(Work required): Beginning at the line that contains "of the green", reproduce every line to the end of the material without changing any of them.

### Entries

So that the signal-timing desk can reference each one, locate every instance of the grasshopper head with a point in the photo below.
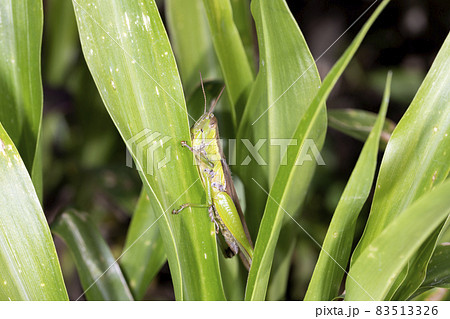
(205, 126)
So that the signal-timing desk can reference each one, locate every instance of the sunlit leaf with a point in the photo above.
(29, 267)
(130, 58)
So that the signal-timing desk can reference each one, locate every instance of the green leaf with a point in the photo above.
(98, 270)
(230, 52)
(438, 270)
(20, 79)
(61, 45)
(191, 41)
(310, 127)
(390, 252)
(359, 124)
(336, 248)
(129, 55)
(285, 86)
(29, 267)
(416, 160)
(279, 277)
(143, 254)
(244, 23)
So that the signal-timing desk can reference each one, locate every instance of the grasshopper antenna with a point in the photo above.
(203, 89)
(216, 100)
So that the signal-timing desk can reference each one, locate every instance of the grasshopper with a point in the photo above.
(222, 200)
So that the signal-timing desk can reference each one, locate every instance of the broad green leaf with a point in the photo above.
(242, 17)
(20, 79)
(279, 277)
(438, 270)
(416, 160)
(417, 157)
(29, 267)
(143, 254)
(336, 248)
(310, 127)
(97, 268)
(285, 86)
(61, 45)
(231, 54)
(359, 124)
(374, 272)
(434, 294)
(129, 55)
(191, 41)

######

(The answer):
So that the signal-timing desk can reference each one, locate every instance of the green leaf with a point in the photo above.
(98, 270)
(230, 52)
(438, 270)
(20, 79)
(61, 45)
(191, 41)
(310, 127)
(390, 252)
(359, 124)
(336, 248)
(129, 55)
(285, 86)
(29, 267)
(416, 160)
(279, 277)
(143, 254)
(244, 23)
So that the signal-timing desk can reference each one, locate every instance of the grasshopper antenna with a point in the photo above.
(203, 89)
(216, 100)
So that the signal-timing desk can reference each one, locate every instance of the grasshopper with a point in the photo above.
(222, 200)
So that the signal-timing desk can reference each one, locate every instance of the broad green leaf with a point in the photo above.
(242, 17)
(20, 79)
(279, 277)
(438, 270)
(416, 160)
(417, 157)
(29, 267)
(143, 254)
(336, 248)
(310, 127)
(97, 268)
(285, 86)
(61, 45)
(231, 54)
(359, 124)
(374, 272)
(434, 294)
(129, 55)
(191, 41)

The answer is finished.